# Articolo:
════

Ma non si deve pensare che il romanzo
si risolva in una rappresentazione manichea, patetica o moralistica, o in una
semplice e monolitica, per quanto legittima, condanna. Fin dal titolo (che
allude forse allo straordinario Concerto per la mano sinistra che Ravel
scrisse per Paul Wittgenstein), il romanzo immerge gli eventi in un'atmosfera
studiata, straniante, ostentatamente artificiosa, sia nelle situazioni e nei
dialoghi (che sembrano mantenere una sorta di quasi teatrale formalità,
volutamente inverosimile, anche quando sullo sfondo sono evocati i crudeli ed
impassibili inferni del Novecento, come se la vita e la storia fossero una
recita in cui ad ognuno è già stata assegnata una parte) che nel registro
linguistico e stilistico (sempre elevato, sintatticamente tornito, solcato fino
all'estremo da sottilissime venature analitiche ed introspettive – e riuscire a mantenere coerentemente tale sostenutezza e
tale finezza di stile e di tono per più di seicento pagine rappresenta un'ardua
sfida, una perigliosa scommessa).

════

# Dati archiviati:
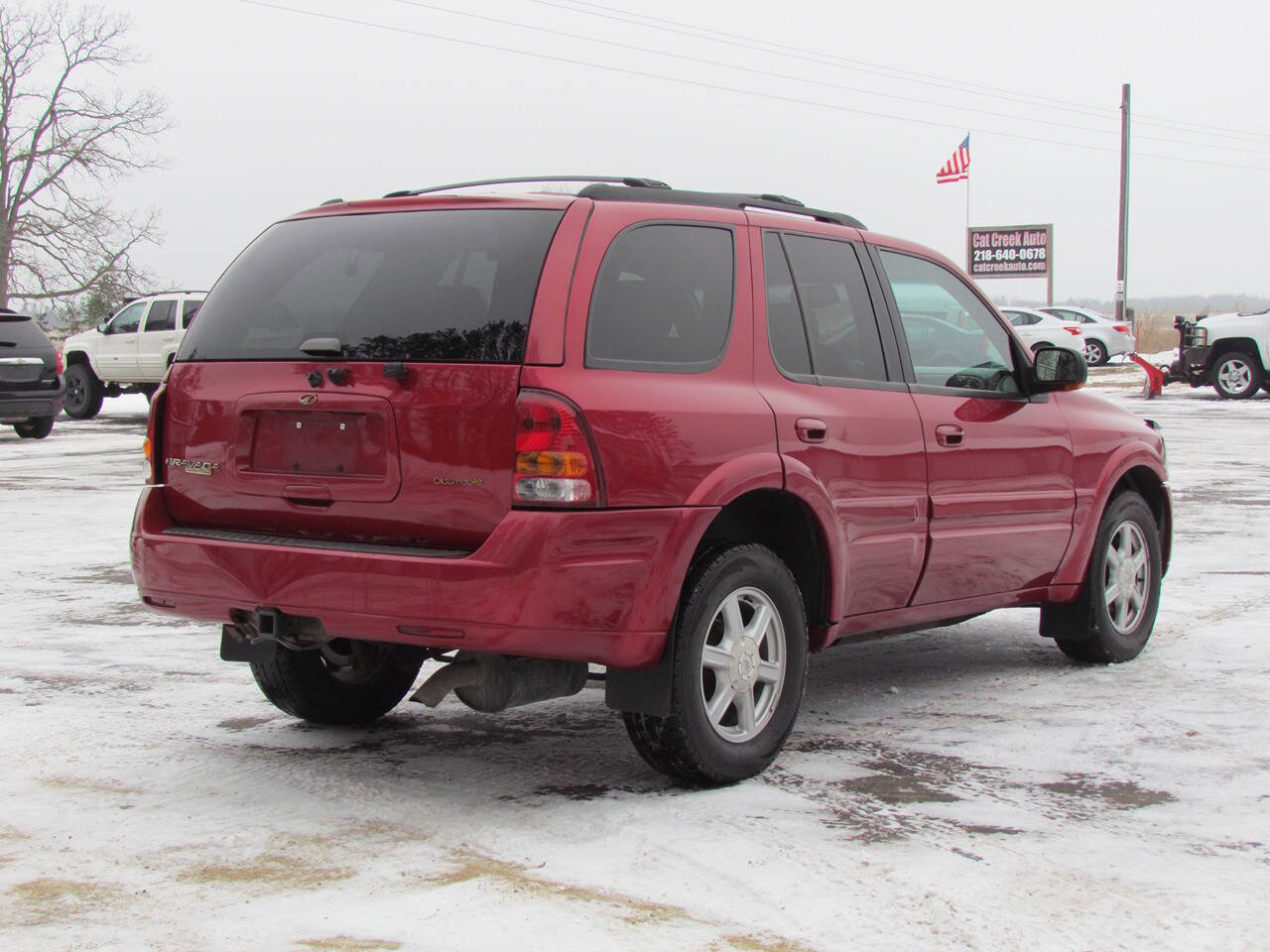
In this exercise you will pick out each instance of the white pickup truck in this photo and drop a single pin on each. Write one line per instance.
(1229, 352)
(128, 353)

════

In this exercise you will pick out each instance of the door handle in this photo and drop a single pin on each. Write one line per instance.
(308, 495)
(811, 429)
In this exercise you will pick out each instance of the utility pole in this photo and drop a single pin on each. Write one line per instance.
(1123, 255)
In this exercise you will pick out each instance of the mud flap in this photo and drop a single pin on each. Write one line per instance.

════

# Obiettivo:
Riprendi il commento sul romanzo e proseguilo dopo la sua ultima frase.

# Esito del compito:
Come a sottolineare, in quest'assenza
di moralismo o di ideologismo troppo marcato, in questo tono quasi distaccato,
a tratti ironico (anche se con un tragismo sotteso, sepolto eppure ancora vivo
e parlante, per così dire, sotto la superficie levigata dello stile e quella
insanguinata e dolorante degli eventi), l'impotenza (peraltro mai esplicitamente
dichiarata) della parola letteraria –
fosco alato che leva il proprio volo sul far del crepuscolo – di fronte a quegli orrori, a quei paradossi e a quella
ferocia con cui pure accetta di misurarsi.
È interessante, in particolare, il
modo in cui, nel romanzo, la sfera estetica si interseca con quella tragica, le
meraviglie dell'arte (pur dense di significati e di potenzialità conoscitive, e
pur evocate dallo scrittore in una luce affascinata e affascinante) assistono,
per così dire, inerti, fatalmente impotenti, agli orrori e ai soprusi, come a
sancire la possibilità, la seduzione, ma infine l'illusorietà e il fallimento,
di qualsiasi catarsi estetica.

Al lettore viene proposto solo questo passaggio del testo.